**Written exercise:** From the records below, give every line from the one containing "Provide one point per instance of the car wheel" down to the one containing "x=104 y=215", both included, as a JSON list of strings with one string per line and blank lines left out.

**Material provided:**
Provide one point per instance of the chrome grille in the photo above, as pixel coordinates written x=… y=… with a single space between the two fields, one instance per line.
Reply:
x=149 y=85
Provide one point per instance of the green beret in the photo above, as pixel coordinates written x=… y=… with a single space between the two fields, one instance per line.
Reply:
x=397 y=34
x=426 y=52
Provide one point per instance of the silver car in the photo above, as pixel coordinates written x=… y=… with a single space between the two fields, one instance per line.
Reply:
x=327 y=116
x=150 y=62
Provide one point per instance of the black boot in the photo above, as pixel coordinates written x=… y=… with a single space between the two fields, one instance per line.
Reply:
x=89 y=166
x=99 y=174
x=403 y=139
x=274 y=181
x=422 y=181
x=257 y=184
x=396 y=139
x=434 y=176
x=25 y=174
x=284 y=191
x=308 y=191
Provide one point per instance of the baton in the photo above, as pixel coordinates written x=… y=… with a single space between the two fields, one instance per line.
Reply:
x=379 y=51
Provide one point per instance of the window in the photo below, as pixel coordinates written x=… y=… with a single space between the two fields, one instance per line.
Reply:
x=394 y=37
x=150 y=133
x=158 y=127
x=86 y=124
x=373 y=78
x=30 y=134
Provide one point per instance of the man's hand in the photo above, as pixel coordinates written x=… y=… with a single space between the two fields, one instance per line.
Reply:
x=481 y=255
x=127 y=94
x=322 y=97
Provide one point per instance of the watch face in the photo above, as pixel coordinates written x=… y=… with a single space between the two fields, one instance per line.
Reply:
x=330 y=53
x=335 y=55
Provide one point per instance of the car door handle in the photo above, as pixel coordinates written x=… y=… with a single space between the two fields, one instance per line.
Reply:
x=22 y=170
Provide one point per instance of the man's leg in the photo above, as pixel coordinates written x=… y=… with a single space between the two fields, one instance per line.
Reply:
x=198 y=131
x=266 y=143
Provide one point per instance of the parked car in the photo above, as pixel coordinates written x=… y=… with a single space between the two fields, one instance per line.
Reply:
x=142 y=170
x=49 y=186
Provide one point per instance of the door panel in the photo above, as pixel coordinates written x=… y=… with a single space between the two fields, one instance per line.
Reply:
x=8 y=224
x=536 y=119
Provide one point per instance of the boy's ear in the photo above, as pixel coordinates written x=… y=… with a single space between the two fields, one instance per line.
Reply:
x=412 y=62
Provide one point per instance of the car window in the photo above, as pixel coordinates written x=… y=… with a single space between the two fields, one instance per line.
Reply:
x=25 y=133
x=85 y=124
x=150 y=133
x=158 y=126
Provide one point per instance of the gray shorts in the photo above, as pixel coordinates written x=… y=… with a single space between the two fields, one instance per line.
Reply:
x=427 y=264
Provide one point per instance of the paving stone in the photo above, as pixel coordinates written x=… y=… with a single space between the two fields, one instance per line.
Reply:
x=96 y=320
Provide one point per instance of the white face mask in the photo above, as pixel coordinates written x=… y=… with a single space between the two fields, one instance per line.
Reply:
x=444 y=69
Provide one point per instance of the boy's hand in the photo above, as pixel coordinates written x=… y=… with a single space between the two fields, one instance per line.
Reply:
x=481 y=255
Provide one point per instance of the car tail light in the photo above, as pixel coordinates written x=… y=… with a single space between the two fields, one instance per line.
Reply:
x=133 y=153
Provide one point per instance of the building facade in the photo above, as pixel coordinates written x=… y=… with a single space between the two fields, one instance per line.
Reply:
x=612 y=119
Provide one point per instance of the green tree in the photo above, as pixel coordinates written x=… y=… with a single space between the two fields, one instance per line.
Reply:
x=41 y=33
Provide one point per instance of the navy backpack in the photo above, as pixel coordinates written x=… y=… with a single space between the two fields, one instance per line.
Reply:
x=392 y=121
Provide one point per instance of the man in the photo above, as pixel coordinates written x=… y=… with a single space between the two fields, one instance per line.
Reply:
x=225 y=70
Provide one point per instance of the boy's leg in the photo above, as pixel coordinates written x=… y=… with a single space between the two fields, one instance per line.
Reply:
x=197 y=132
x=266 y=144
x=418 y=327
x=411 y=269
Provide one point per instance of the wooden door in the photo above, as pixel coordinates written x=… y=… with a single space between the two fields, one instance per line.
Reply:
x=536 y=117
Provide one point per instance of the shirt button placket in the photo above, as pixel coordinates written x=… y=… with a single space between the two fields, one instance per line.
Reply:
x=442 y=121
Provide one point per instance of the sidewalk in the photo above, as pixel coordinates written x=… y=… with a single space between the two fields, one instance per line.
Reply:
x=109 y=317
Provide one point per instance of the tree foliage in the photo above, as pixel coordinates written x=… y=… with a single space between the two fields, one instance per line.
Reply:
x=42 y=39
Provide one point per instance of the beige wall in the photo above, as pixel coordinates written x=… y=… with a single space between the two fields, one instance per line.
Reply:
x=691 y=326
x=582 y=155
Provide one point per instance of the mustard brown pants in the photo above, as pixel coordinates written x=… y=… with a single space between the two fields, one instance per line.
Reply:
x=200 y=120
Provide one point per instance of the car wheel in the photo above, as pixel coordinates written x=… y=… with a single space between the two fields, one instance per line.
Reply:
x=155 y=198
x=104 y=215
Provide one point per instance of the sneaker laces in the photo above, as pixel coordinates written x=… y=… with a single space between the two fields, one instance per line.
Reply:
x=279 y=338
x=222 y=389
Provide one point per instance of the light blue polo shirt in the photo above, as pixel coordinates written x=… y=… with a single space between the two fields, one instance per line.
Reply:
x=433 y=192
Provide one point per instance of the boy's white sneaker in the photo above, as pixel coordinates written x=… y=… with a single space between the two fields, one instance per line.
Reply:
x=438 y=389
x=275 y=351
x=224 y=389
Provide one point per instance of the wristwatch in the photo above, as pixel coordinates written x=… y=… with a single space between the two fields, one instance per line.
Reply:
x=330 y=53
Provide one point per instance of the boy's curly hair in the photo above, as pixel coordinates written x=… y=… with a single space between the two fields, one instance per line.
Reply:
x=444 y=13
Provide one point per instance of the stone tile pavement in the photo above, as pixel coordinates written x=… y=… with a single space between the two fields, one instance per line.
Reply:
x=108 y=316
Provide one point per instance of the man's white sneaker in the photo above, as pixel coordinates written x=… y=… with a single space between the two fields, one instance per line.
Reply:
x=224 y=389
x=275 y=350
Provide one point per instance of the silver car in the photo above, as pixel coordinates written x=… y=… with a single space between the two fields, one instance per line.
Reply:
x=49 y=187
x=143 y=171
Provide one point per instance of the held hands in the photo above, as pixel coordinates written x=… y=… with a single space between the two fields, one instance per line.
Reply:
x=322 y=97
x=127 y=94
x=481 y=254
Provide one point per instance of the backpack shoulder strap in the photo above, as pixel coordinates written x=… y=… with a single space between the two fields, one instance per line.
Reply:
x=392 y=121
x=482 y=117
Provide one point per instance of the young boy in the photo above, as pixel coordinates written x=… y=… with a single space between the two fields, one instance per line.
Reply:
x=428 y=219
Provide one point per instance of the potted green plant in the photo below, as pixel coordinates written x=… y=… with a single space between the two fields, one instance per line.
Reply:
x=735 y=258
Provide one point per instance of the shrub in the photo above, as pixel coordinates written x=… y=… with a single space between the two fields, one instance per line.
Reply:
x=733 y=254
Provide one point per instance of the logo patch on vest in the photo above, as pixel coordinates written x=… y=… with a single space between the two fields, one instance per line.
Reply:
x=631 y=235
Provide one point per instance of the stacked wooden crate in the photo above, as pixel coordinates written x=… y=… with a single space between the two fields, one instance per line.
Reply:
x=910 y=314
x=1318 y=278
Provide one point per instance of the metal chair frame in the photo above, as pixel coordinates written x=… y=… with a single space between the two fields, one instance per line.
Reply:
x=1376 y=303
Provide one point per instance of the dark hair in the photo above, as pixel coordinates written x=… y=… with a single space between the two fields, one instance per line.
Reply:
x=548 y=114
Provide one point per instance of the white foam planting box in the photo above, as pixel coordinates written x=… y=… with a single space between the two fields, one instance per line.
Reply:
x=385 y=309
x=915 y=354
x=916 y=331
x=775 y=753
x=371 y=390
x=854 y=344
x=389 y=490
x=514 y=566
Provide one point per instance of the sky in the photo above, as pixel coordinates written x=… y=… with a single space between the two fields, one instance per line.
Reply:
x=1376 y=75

**Written reply:**
[
  "Provide one point per instance of the car wheel in the photo above, as pixel coordinates written x=… y=… with a single space between the two fields, one instance per line.",
  "Reply:",
  "x=155 y=198",
  "x=104 y=215"
]